Source excerpt:
The Book that Predicted the Tea Party Movement & Donald Trump

Updated Single-Page Chart


"Berlet and Lyons show how large numbers of disaffected Americans have embraced right–wing populism in a misguided attempt to challenge power relationships in U.S. society. Highlighted are the dangers these groups pose for the future of our political system"

---------------------------------------------------------------------------------- Publisher Blurb (2000)

"This detailed historical examination...strikes an excellent balance between narrative and theory. The authors see common threads in populist ideology, including the distrust of non-producing elements (such as bankers), the scapegoating of groups (Jews or gays), and the use of
apocalyptic narratives to present ideas to followers."

-Library Journal: Stephen Hupp, Urbana University, OH

What are the Core Elements of Right-Wing Populism?

From the Book:

Populism: Progressive or Regressive?

-Progressive Populism can challenge the status quo and out-organize elites with mass movements that accomplish real change by working outside of political parties to force fundamental changes in economic, political, and social structures.

-Regressive Right-Wing Populism claims to defend “the people” against a threat by crafty elites or sinister subversives. Throughout history, however, right-wing populism has been manipulated by demagogues to attack a demonized scapegoated group. This mobilizes a mass base that merely replaces one faction of the 1% with another.


Michael Kazin calls populism a style of organizing. A populist movement—as opposed, for example, to one-shot populist appeals in an election campaign—uses populist themes to mobilize a mass constituency as a sustained political or social force.


Canovan argues: all forms of populism “involve some kind of exaltation of and appeal to ´the people,´ and all are in one sense or another antielitist.” We take these two elements—celebration of “the people” plus some form of antielitism—as a working definition of populism.


A populist movement—as opposed, for example, to one-shot populist appeals in an election campaign—uses populist themes to mobilize a mass constituency as a sustained political or social force. Our discussion of populism will focus mainly on populist movements.


Populist movements can be on the right, the left, or in the center. They can be egalitarian or authoritarian, and can rely on decentralized networks or a charismatic leader. They can advocate new social and political relations or romanticize the past.

Problem statement: Reproduce word for word the passage of the populism excerpt from "The Book that" to "Publisher Blurb (2000)".

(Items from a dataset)
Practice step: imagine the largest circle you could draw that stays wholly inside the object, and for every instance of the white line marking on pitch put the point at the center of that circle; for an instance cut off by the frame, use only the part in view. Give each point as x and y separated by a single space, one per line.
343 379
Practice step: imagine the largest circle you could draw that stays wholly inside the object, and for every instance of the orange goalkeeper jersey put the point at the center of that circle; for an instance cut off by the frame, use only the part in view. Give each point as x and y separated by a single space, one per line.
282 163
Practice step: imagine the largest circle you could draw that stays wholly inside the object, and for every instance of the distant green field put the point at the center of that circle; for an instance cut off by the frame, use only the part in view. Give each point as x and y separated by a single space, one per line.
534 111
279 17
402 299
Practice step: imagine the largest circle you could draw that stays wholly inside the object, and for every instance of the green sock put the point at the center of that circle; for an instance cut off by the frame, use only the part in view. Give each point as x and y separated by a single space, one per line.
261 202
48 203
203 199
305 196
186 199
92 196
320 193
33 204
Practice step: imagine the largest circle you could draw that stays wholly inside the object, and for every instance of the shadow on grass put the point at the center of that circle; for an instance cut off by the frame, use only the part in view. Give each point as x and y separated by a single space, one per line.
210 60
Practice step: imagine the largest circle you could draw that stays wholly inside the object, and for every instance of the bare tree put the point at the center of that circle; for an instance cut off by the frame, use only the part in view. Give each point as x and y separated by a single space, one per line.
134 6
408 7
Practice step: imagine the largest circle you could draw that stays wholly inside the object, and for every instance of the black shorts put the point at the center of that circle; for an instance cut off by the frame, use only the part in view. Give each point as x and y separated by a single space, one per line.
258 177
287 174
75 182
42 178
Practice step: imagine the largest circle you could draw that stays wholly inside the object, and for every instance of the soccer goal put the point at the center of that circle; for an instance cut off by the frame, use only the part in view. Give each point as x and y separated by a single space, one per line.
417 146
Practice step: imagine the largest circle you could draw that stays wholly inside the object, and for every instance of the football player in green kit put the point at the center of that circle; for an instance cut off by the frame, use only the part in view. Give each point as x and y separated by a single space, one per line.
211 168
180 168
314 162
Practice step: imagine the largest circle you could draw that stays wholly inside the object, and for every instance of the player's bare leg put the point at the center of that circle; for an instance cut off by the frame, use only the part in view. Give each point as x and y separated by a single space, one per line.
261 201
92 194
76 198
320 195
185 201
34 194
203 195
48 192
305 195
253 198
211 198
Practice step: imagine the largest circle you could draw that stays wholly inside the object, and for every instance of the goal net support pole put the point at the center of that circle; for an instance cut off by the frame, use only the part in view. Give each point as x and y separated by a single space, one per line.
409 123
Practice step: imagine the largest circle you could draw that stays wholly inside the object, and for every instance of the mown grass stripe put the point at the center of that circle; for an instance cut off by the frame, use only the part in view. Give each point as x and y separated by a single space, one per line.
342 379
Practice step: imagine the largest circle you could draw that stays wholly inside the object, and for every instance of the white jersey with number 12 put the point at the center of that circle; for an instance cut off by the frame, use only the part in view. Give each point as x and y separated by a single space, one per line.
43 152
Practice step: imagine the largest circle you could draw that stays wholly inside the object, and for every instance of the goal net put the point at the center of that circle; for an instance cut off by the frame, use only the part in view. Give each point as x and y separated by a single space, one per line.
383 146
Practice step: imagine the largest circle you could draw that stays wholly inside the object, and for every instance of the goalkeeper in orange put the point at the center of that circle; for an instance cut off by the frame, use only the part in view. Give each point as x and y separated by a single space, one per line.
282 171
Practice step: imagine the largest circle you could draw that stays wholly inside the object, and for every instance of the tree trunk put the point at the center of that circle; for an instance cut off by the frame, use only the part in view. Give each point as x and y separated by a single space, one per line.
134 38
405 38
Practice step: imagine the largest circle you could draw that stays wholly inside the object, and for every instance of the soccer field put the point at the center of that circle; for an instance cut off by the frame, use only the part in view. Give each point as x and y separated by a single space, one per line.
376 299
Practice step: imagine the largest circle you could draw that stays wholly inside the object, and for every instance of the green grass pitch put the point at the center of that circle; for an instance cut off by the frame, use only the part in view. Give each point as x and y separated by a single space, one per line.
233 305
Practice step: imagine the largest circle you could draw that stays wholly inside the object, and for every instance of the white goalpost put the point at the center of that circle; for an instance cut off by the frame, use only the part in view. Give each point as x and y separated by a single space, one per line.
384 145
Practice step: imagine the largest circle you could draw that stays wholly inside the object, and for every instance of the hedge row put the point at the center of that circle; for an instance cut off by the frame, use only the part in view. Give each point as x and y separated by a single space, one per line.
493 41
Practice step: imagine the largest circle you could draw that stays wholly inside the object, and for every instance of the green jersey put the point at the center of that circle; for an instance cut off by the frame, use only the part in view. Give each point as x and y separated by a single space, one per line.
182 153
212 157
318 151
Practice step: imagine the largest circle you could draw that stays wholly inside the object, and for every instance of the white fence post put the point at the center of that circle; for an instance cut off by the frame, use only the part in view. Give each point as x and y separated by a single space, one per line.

Answer to the problem:
The Book that Predicted the Tea Party Movement & Donald Trump

Updated Single-Page Chart


"Berlet and Lyons show how large numbers of disaffected Americans have embraced right–wing populism in a misguided attempt to challenge power relationships in U.S. society. Highlighted are the dangers these groups pose for the future of our political system"

---------------------------------------------------------------------------------- Publisher Blurb (2000)